■ **EXTRACT**:
== Segment start ==

Toward a Productive Question

Conditions in the MBP community when the current ethical dialogue arose were perhaps different than in the broader culture, and motivations and intentions of the ethical critique might be seen as different, as well. It is the specific situation of the community in this “ethical moment,” and its response, that interest me in this essay. The question that I began to form was: Why this sudden eruption of ethical debate? Yes, of course, there was critique outside the community, but this was not directly targeted toward clinical applications, and, after all, leaders of the MBP community drew strong distinctions—for example, Jon Kabat-Zinn announced directly in an interview, “This is not McMindfulness by any stretch of the imagination” (Shonin 2016)—and held to the line that the MBPs have always had a strong implicit and embodied ethic (Crane, Brewer, et al., 2016).

It was not as if the MBP community had been rocked by financial or sexual scandals and needed to concentrate its thinking and resources on ethical reform in order to recover. This actually was the case in many American Buddhist and Hindu practice communities in the 1980s. Consider three high-profile cases:

  1. 1.

    Richard Baker Roshi inherited the leadership of the San Francisco Zen Center and its associated businesses from Suzuki Roshi at the latter’s death in 1971. In an austere community, Baker spent hundreds of thousands of dollars on personal expenses, and, among many other infidelities, had carried on a brazen affair with a student—the wife of a close friend and major donor. Finally, in 1983, the board pressed him to take an extended (ultimately infinite) leave of absence (Downing, 2001). Perhaps most distressing in trying to understand the situation is that even 10 years later Baker was both unreflective and unrepentant, stating “It is as hard to say what I have learned as it is to say what happened” (Bell, 2002, p. 236).

  2. 2.

    Osel Tenzin, Vajra Regent of the Shambhala organization and successor to its founder Chogyam Trungpa, was revealed in 1988 to be HIV-positive, and, although aware of his condition, to have continued his long practice of unprotected sex with male and female members of the organization. It further came to light that board members had been aware of his HIV status and had kept silent. On the advice of a senior Tibetan teacher, Tenzin went into retreat, and died soon after (Bell, 2002).

== Segment end ==

■ **EXCERPTED DATA**:

== Segment start ==

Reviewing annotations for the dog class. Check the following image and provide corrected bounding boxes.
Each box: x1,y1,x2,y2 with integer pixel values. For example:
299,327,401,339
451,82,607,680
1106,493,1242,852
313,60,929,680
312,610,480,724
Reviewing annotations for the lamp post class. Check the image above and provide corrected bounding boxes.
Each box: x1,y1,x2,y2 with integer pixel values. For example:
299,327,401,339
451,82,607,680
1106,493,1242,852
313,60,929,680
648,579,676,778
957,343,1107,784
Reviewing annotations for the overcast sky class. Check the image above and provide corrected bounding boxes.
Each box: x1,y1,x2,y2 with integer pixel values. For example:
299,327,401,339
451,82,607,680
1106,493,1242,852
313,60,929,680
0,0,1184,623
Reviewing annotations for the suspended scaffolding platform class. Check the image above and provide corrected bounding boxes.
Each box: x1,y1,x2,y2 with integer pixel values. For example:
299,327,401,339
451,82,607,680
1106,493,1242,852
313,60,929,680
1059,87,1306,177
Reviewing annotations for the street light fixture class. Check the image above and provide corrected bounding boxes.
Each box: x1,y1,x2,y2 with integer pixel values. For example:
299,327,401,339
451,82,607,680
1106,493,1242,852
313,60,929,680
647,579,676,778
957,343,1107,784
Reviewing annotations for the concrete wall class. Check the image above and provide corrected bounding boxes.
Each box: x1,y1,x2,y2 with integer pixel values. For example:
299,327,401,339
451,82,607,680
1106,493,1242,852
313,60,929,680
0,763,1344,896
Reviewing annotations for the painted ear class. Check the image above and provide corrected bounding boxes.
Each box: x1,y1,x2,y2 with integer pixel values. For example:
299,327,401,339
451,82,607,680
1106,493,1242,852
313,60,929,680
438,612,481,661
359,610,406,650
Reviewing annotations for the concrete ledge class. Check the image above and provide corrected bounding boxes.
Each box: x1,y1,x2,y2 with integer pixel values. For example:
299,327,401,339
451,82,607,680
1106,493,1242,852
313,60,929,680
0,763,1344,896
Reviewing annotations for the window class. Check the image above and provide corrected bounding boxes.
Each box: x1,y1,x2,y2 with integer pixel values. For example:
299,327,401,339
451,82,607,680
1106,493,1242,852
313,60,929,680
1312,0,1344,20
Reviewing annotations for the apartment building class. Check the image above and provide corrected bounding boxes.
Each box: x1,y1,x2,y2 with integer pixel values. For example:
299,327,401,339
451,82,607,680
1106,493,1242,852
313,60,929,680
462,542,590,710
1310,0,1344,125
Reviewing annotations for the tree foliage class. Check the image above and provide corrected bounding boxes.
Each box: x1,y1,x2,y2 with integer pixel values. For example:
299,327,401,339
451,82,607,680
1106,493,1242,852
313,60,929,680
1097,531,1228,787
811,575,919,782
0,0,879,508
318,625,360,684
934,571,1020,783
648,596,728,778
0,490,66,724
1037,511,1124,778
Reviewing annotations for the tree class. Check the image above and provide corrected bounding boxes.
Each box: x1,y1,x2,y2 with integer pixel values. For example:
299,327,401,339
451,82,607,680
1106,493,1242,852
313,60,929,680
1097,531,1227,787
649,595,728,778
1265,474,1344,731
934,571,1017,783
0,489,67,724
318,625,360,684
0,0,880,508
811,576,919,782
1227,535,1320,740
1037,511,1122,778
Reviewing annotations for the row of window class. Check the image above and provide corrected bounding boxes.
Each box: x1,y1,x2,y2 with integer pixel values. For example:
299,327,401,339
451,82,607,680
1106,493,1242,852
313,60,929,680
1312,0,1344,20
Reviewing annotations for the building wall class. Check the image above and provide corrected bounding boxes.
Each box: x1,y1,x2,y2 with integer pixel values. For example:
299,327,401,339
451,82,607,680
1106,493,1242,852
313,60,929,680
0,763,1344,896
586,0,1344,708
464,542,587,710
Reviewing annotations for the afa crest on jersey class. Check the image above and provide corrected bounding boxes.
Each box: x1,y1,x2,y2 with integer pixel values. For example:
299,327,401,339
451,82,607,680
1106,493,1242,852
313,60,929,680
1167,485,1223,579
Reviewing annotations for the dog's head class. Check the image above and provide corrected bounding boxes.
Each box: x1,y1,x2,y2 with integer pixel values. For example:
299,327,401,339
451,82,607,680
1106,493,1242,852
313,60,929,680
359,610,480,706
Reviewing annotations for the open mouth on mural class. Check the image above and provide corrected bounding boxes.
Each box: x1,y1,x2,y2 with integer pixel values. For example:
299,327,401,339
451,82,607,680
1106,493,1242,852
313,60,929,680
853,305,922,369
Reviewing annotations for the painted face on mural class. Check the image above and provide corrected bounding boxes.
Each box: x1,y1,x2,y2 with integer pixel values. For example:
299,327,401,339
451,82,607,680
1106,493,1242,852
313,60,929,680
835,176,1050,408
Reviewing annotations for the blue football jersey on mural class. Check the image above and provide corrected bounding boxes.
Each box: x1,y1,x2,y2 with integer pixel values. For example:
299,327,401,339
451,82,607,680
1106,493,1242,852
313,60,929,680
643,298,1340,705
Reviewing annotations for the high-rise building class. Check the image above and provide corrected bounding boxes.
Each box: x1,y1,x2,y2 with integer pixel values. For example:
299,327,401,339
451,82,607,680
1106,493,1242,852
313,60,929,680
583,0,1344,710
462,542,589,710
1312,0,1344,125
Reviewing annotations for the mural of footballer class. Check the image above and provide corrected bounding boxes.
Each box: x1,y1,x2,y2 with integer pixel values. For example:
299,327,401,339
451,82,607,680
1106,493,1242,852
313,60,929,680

== Segment end ==

■ **CHECK YOUR UNDERSTANDING**:
(a) Condense the paragraph of the essay that begins "Richard Baker Roshi inherited the leadership" into a bulleted list, keeping its main facts.
(b) Reproduce the passage of the essay from "Osel Tenzin, Vajra" up to and including "after (Bell, 2002).", substituting "seclusion" for "retreat".

■ **SOLUTIONS PER TASK**:
(a)
- Baker Roshi took over leadership of the San Francisco Zen Center and its associated businesses from Suzuki Roshi when Suzuki Roshi died in 1971.
- In an austere community, he spent hundreds of thousands of dollars on personal expenses.
- Among many infidelities, he carried on a brazen affair with a student, the wife of a close friend and major donor.
- In 1983 the board pressed him to take an extended leave of absence, which ultimately became permanent (Downing, 2001).
- Even 10 years later he was unreflective and unrepentant (Bell, 2002, p. 236).

(b)
Osel Tenzin, Vajra Regent of the Shambhala organization and successor to its founder Chogyam Trungpa, was revealed in 1988 to be HIV-positive, and, although aware of his condition, to have continued his long practice of unprotected sex with male and female members of the organization. It further came to light that board members had been aware of his HIV status and had kept silent. On the advice of a senior Tibetan teacher, Tenzin went into seclusion, and died soon after (Bell, 2002).